• EXERCISE INSTRUCTIONS: Collect every line in the entries below that contains the word "arched". Case counts.

>> begin MATERIAL SUPPLIED

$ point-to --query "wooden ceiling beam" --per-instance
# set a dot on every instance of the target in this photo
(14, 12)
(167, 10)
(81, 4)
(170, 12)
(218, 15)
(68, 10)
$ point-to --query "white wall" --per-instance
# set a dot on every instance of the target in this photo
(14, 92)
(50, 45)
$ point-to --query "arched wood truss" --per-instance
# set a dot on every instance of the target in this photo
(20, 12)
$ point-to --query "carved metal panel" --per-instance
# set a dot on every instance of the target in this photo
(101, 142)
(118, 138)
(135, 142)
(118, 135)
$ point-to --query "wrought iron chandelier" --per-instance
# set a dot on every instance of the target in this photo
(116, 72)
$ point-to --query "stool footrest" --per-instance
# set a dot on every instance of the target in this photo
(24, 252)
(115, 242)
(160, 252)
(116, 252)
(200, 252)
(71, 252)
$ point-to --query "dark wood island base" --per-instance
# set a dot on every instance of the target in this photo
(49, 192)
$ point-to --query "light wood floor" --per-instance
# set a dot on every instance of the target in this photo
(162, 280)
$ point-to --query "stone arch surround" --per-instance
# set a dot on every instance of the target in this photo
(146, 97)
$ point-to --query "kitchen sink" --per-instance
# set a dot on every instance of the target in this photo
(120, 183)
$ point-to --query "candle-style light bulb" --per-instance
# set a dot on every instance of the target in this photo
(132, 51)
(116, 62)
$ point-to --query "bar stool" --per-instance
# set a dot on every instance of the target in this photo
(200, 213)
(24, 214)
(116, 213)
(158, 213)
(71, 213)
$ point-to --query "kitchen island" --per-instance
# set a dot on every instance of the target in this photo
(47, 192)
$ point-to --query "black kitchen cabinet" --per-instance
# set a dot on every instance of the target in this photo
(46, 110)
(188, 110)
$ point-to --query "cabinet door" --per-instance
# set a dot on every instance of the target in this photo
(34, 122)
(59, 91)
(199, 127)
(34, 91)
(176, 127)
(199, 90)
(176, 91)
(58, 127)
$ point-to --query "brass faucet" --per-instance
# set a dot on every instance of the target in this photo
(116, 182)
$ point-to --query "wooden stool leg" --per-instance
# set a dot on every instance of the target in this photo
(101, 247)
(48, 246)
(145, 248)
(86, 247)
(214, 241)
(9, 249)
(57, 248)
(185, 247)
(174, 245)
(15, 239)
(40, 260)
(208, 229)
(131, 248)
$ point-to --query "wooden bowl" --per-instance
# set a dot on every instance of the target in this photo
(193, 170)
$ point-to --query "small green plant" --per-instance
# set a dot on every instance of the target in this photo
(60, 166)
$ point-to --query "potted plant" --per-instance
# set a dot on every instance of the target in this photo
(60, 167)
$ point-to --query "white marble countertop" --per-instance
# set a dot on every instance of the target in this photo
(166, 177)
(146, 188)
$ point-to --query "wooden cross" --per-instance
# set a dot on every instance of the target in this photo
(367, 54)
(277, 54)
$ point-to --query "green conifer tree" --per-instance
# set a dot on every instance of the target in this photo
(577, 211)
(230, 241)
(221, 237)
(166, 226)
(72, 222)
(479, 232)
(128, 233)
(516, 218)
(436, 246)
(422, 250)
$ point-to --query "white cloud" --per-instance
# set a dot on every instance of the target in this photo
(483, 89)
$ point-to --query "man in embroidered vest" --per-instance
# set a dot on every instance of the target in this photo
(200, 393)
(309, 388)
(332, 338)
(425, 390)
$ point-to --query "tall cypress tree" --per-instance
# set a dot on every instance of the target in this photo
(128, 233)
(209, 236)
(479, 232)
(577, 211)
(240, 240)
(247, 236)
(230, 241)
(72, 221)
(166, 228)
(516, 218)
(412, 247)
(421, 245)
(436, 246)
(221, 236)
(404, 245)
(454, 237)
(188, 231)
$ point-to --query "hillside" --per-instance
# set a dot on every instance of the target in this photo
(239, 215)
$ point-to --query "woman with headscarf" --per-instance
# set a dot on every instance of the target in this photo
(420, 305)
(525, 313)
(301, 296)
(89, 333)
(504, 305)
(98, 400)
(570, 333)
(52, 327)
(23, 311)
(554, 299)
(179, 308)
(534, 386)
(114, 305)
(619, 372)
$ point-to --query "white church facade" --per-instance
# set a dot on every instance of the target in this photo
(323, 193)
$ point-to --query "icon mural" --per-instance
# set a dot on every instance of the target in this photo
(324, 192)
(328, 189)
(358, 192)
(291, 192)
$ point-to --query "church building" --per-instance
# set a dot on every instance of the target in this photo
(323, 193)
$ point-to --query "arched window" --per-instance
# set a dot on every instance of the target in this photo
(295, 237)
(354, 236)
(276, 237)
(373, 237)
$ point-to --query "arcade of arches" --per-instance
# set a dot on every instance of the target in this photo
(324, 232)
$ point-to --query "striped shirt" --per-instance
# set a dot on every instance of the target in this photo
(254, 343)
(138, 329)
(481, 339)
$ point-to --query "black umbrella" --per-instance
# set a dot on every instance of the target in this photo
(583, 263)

>> end MATERIAL SUPPLIED

• TASK RESULT:
$ point-to --query "arched wood truss" --per-instance
$ point-to --query "arched window" --per-instance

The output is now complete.